A medida que transcurren los días desde las muertes en la fiesta Time Warp de Costa Salguero, la sensación de déjà vu se profundiza. La película se repite: en las semanas que siguieron a la tragedia de República Cromañón, y aun mientras se deslindaban responsabilidades que iban aclarando las circunstancias y particularidades de lo sucedido en el boliche de Once, la primera medida del Gobierno de la Ciudad fue instaurar un estado de clausura. Apelar a una prohibición cuyo trasfondo era diseminar la culpa en el rock en general, en los shows en vivo en particular. La medida era tan injusta como ineficaz: no en todos los conciertos se encendían fuegos, ni en todos los conciertos se cometían errores graves de producción, ni en todos lados se vulneraban las reglas de seguridad. Pero coaccionados por la opinión pública, aquellos que habían fallado en la prevención se vieron compelidos a sobreactuar sus medidas. A lo largo de la historia, en variados contextos y situaciones, ha quedado claro que prohibir es una medida muy llamativa y acorde con los reclamos nacidos de la indignación, pero de efectos bien discutibles.

Lejos de intentar alguna aclaración sobre los sólidos vínculos del lugar donde se realizó la fiesta con el poder político, haciendo caso omiso de los resultados que arroja la investigación sobre lo que sucedió el 15 de abril, el gobierno que encabeza Horacio Rodríguez Larreta prefiere dirigir los cañones hacia otro lado. En la agenda oficial, el discurso gira casi exclusivamente sobre el consumo de drogas, y la herramienta para evitar que vuelva a suceder es prohibir toda fiesta electrónica. Resulta curioso que quienes hace una década tenían tan claras las falencias del sistema de inspecciones hoy intenten justificar lo sucedido con otros vectores. Curioso, pero –claro– no sorprendente. Resulta menos comprometedor montarse al discurso escandalizado sobre las drogas de diseño que explicar una sobreventa de 7 mil entradas, una Prefectura que miró para otro lado y un cuerpo de inspectores que no advirtió las condiciones inhumanas del predio, la escasa ventilación y la falta de agua. Resulta aún más complicado enfrentarse a incómodos interrogantes sobre si esa desidia e inoperancia no será una vista gorda que tiene que ver con los nexos entre Costa Salguero y el macrismo.

Otra vez, como en los primeros meses de 2005, es mucho más fácil echarle la culpa a todas las fiestas, a la música electrónica, a las costumbres de sus cultores, y no a los verdaderos responsables específicos de este desastre. Algo así como muerto el perro, se acabó la rabia. El problema es que en este asunto hay visiones demasiado diferentes sobre cuál es la rabia, y cuál el perro.

------------------------

= Ejercicios propuestos =
**a.** Transcribe sin ningún cambio el tramo del fragmento sobre la fiesta Time Warp que va desde "Otra vez, como" hasta "cuál el perro.", incluidas ambas partes.
**b.** Indica cuántas líneas de las filas contienen la cadena "heel", distinguiendo entre mayúsculas y minúsculas. Responde únicamente con el número.

------------------------

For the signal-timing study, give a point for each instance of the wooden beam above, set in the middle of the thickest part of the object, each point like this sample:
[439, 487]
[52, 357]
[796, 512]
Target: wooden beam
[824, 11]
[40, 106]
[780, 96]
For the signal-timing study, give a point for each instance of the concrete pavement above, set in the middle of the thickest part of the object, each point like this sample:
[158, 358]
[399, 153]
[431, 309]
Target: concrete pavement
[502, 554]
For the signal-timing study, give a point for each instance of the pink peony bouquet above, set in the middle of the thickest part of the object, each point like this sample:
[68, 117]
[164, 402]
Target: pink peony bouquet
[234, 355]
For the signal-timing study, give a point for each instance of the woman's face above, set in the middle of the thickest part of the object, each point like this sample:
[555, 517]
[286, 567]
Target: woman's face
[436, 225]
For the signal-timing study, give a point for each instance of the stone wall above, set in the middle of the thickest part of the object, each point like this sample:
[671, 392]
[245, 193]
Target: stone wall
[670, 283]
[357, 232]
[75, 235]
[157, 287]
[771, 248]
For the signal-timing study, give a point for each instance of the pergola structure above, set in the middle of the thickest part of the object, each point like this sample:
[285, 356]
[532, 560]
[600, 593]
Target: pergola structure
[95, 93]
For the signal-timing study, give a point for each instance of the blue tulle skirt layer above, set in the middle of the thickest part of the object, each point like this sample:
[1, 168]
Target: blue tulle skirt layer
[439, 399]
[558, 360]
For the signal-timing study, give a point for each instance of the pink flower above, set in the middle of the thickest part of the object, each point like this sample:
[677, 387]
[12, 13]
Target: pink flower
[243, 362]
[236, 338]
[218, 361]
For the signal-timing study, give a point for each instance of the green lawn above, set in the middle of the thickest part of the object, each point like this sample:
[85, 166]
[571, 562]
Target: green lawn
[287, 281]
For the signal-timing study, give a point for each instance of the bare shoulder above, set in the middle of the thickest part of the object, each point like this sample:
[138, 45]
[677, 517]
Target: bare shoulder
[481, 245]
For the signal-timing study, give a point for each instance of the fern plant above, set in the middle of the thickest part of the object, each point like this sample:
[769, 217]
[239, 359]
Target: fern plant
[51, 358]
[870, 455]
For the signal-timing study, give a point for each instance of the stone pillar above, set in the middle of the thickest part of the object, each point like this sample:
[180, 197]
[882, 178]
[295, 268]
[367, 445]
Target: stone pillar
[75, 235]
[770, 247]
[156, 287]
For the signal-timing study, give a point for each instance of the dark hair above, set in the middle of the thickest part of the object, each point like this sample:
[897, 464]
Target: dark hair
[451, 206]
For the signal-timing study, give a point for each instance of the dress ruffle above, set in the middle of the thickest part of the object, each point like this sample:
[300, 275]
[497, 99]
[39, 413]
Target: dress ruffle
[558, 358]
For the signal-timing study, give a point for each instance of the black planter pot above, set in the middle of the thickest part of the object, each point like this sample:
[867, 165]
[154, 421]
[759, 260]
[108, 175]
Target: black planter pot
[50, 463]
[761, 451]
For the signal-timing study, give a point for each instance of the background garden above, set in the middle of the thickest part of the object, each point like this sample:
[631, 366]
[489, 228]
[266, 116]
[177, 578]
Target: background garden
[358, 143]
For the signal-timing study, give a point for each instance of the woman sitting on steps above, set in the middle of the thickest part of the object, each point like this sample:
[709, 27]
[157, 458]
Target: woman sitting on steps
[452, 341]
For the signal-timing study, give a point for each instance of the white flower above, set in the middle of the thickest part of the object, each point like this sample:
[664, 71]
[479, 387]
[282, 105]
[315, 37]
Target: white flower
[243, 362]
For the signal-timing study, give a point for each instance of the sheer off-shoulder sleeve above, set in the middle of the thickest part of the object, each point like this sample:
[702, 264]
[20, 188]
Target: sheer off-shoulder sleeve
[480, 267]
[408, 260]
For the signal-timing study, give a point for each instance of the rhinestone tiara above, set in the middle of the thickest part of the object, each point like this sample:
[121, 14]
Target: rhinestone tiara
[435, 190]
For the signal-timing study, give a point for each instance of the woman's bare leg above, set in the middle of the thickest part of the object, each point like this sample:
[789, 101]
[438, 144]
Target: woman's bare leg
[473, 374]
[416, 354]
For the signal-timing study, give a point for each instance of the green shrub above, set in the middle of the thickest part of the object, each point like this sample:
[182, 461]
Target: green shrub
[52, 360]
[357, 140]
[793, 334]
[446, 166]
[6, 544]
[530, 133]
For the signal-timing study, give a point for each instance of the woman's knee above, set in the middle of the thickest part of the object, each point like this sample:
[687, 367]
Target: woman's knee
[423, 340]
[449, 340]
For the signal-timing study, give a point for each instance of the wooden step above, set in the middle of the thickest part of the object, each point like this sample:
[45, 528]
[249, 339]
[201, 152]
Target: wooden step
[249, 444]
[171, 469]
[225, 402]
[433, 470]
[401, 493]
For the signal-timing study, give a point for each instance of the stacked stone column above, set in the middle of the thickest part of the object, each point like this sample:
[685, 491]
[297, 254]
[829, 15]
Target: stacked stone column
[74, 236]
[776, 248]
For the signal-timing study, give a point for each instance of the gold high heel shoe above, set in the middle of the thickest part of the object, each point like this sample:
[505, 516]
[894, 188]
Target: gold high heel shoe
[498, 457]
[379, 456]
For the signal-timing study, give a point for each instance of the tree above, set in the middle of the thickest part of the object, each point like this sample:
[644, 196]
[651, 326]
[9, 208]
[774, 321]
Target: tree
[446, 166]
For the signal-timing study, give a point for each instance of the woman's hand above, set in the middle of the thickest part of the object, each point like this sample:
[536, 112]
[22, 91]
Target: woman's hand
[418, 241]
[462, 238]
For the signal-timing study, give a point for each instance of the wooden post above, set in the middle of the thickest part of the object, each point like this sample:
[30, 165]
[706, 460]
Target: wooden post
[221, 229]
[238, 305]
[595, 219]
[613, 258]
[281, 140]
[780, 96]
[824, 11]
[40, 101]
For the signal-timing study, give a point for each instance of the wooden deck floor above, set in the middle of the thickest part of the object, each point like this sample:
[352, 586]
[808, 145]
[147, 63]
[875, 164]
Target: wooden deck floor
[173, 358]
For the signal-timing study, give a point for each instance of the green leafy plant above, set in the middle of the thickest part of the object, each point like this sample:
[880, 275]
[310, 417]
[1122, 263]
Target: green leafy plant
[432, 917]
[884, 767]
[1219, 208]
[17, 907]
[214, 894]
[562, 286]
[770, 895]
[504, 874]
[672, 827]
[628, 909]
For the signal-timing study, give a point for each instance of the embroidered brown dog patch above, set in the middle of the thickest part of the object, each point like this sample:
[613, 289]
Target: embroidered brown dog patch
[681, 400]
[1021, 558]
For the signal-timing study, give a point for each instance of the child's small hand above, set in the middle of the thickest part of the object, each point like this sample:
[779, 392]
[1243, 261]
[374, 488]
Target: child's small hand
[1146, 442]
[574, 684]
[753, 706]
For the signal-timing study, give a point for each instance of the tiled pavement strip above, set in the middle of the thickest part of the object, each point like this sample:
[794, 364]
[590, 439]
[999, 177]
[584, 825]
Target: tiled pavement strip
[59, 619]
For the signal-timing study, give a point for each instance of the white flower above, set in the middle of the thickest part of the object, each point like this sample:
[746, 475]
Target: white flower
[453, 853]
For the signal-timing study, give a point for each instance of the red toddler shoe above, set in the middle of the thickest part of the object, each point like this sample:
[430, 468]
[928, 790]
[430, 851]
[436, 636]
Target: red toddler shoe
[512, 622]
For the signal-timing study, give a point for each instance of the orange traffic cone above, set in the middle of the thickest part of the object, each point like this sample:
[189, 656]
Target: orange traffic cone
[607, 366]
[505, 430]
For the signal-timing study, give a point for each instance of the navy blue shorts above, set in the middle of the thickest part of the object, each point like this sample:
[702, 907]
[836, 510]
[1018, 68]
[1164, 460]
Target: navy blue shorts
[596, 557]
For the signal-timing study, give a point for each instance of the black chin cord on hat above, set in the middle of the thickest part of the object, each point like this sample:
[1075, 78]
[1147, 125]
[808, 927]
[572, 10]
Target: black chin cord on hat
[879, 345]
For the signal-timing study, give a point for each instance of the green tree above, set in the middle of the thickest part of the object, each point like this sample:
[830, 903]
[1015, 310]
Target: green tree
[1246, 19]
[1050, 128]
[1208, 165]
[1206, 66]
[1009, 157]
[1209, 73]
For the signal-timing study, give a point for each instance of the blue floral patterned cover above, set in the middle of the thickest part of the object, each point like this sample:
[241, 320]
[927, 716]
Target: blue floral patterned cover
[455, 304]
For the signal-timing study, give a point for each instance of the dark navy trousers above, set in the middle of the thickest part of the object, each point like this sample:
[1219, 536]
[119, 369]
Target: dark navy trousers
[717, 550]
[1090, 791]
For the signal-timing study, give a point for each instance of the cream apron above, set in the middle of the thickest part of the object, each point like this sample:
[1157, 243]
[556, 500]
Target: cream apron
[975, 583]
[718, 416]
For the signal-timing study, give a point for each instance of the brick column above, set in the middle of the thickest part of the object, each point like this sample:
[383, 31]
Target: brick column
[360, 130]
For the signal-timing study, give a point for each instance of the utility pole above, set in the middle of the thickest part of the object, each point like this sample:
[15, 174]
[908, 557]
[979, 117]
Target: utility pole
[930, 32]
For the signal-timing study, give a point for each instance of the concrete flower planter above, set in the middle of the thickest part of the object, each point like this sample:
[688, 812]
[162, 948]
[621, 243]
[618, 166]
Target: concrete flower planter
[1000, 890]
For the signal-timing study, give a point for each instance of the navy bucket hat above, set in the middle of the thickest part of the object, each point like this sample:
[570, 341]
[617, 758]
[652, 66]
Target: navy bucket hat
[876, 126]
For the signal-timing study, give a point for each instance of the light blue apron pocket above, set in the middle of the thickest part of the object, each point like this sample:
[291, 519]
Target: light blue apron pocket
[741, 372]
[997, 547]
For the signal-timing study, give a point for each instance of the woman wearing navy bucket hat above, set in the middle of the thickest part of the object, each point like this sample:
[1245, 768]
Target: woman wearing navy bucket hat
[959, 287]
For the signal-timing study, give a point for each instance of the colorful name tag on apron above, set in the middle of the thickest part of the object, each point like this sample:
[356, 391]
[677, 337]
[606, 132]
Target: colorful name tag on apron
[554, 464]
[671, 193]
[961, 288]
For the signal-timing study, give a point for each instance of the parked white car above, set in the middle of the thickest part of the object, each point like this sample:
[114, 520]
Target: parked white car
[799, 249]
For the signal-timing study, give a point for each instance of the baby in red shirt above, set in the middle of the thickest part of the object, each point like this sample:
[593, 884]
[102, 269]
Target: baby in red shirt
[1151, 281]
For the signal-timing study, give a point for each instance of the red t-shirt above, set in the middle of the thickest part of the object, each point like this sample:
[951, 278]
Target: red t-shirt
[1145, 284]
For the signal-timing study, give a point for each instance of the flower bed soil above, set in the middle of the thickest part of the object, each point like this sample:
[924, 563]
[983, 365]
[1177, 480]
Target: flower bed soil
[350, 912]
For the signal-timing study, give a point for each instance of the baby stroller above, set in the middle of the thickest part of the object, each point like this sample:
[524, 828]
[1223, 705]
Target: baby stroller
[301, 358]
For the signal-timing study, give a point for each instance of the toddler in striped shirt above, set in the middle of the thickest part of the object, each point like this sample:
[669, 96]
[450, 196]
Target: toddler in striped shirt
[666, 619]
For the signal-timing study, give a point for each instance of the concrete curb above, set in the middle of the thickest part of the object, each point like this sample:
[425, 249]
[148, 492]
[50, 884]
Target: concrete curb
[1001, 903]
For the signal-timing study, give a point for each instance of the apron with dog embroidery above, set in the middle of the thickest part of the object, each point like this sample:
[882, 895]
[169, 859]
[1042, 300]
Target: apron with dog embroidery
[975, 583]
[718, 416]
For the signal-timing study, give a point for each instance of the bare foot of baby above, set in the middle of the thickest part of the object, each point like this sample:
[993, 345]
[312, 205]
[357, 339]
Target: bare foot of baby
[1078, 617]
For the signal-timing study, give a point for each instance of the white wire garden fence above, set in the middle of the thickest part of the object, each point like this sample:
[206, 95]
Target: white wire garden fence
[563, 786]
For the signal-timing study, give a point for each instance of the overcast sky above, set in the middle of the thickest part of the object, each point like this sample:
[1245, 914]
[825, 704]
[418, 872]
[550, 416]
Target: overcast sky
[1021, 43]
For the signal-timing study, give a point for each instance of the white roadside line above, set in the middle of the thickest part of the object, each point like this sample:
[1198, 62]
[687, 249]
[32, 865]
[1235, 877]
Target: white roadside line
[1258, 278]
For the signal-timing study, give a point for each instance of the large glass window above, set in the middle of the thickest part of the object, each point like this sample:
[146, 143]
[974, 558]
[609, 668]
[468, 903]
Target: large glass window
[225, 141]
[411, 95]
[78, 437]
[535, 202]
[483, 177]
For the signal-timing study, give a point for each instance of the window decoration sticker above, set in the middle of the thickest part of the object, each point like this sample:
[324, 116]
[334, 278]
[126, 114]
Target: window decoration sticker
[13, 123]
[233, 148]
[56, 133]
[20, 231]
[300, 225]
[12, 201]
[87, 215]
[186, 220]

------------------------

= Respuestas desarrolladas =
**a.**
Otra vez, como en los primeros meses de 2005, es mucho más fácil echarle la culpa a todas las fiestas, a la música electrónica, a las costumbres de sus cultores, y no a los verdaderos responsables específicos de este desastre. Algo así como muerto el perro, se acabó la rabia. El problema es que en este asunto hay visiones demasiado diferentes sobre cuál es la rabia, y cuál el perro.

**b.** 2